***** Material *****

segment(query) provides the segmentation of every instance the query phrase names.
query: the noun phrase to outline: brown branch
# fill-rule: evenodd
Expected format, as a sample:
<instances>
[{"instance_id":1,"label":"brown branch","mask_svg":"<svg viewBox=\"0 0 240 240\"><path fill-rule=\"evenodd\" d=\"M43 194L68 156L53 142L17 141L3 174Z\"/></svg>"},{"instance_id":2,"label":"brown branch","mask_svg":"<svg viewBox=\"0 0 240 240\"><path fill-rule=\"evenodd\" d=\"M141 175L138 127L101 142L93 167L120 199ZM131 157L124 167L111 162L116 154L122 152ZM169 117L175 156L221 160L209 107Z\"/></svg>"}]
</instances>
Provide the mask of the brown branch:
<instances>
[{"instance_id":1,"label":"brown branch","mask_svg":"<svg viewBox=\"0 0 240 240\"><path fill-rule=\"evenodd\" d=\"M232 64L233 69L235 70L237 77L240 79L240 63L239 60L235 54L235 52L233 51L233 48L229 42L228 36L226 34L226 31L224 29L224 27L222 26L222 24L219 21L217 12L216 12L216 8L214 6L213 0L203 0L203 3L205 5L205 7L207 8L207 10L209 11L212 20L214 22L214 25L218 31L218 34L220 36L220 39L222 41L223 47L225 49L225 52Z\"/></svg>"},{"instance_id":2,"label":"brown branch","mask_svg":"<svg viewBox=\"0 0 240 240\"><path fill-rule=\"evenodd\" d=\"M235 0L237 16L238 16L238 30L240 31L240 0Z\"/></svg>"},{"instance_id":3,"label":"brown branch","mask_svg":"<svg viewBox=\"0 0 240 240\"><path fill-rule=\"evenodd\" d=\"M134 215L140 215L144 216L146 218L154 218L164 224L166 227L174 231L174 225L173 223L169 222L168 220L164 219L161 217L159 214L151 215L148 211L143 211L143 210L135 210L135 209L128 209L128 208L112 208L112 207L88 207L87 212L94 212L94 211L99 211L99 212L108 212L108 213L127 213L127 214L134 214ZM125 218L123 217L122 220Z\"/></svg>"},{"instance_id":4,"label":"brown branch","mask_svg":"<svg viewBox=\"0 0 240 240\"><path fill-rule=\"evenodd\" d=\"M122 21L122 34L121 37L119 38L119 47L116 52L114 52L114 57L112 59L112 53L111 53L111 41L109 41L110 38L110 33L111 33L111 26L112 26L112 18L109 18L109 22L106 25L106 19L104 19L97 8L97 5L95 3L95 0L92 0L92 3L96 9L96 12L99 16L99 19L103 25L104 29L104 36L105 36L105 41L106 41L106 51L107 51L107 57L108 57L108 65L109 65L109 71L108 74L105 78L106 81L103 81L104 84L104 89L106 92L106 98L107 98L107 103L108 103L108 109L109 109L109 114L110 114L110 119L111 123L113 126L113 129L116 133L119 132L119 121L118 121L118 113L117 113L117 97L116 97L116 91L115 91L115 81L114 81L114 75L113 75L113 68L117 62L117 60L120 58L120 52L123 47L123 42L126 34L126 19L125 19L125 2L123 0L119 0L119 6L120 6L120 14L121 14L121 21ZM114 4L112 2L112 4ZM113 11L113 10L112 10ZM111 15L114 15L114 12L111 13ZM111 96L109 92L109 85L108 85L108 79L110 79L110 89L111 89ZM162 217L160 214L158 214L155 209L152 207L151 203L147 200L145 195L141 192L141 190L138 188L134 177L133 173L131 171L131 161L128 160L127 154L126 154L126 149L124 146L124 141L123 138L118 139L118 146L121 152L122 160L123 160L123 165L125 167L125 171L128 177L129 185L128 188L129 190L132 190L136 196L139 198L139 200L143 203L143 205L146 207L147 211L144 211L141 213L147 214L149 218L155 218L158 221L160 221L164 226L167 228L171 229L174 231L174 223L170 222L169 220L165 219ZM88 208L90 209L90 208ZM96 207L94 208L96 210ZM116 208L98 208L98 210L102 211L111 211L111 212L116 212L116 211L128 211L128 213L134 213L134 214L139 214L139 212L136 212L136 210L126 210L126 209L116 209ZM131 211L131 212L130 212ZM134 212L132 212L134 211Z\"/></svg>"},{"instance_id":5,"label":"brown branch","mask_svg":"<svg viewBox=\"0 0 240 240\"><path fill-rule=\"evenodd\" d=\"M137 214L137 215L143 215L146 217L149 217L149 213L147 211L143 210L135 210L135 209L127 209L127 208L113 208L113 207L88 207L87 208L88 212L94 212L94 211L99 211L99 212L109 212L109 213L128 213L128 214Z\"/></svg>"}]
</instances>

*****

Exercise description
Pull out each line in the records that contains the word "query".

Completed task
segment(query) provides the segmentation of every instance the query phrase names.
query: the noun phrase to outline: brown branch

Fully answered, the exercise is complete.